## Source material
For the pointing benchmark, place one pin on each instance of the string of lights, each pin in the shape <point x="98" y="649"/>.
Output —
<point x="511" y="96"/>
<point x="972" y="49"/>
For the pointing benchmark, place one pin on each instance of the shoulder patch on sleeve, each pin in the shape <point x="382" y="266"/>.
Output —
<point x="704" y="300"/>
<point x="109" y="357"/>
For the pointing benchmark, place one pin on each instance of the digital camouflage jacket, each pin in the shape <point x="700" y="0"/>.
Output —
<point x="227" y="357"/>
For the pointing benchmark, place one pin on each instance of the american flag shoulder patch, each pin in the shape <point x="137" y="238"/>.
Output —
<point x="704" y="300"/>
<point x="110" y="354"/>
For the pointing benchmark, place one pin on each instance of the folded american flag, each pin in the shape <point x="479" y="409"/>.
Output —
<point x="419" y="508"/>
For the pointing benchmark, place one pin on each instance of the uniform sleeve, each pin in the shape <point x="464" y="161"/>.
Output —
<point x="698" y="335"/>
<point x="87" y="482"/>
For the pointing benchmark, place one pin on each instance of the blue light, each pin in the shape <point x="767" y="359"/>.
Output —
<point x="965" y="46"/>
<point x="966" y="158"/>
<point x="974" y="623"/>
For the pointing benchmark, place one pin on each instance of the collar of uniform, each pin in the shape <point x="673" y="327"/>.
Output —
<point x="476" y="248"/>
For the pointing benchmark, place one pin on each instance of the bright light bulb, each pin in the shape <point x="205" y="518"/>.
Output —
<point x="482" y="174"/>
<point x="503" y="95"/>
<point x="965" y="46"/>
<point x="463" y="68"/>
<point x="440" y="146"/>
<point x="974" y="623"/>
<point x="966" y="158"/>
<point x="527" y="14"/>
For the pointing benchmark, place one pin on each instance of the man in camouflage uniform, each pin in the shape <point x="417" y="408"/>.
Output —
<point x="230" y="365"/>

## Stated goal
Rewrite these lines as a numbered list, omitting any blank lines.

## Answer for the task
1. For the pointing benchmark, place one pin on each instance of the string of lights, each pin in the shape <point x="98" y="649"/>.
2. Output —
3. <point x="511" y="96"/>
4. <point x="972" y="49"/>
5. For the pointing benchmark, place one pin on each instance of the shoulder patch on sleeve, each pin in the shape <point x="382" y="266"/>.
6. Output —
7. <point x="704" y="300"/>
8. <point x="109" y="357"/>
9. For the pointing benchmark, place one pin on each instance of the digital camouflage jacket, each pin in the shape <point x="700" y="0"/>.
10. Output —
11. <point x="227" y="357"/>
12. For the pointing benchmark, place one pin on each instance of the american flag shoulder patch, each pin in the shape <point x="137" y="238"/>.
13. Output —
14. <point x="704" y="300"/>
15. <point x="110" y="354"/>
16. For the pointing benchmark, place one pin on each instance of the folded american flag, each pin in the shape <point x="479" y="409"/>.
17. Output —
18. <point x="419" y="508"/>
19. For the pointing benchmark, place one pin on each instance of the uniform sleeve, each pin in the shape <point x="464" y="161"/>.
20. Output —
21. <point x="698" y="335"/>
22. <point x="87" y="482"/>
23. For the pointing benchmark, place one pin on each instance of the blue light, each pin in the shape <point x="767" y="359"/>.
24. Output —
25. <point x="965" y="46"/>
26. <point x="966" y="158"/>
27. <point x="974" y="623"/>
28. For the pointing benchmark, place one pin on each instance of the collar of uniform, each pin in the shape <point x="673" y="327"/>.
29. Output —
30. <point x="476" y="248"/>
31. For the pointing benchmark, place one pin on each instance of the bright light bulb, each pin in the shape <point x="205" y="518"/>.
32. Output —
33. <point x="482" y="174"/>
34. <point x="503" y="95"/>
35. <point x="965" y="46"/>
36. <point x="463" y="68"/>
37. <point x="440" y="146"/>
38. <point x="974" y="623"/>
39. <point x="966" y="158"/>
40. <point x="527" y="14"/>
41. For the pointing benchmark, place one pin on each instance of the man in camouflage uniform, each pin in the shape <point x="417" y="408"/>.
42. Output —
43. <point x="230" y="365"/>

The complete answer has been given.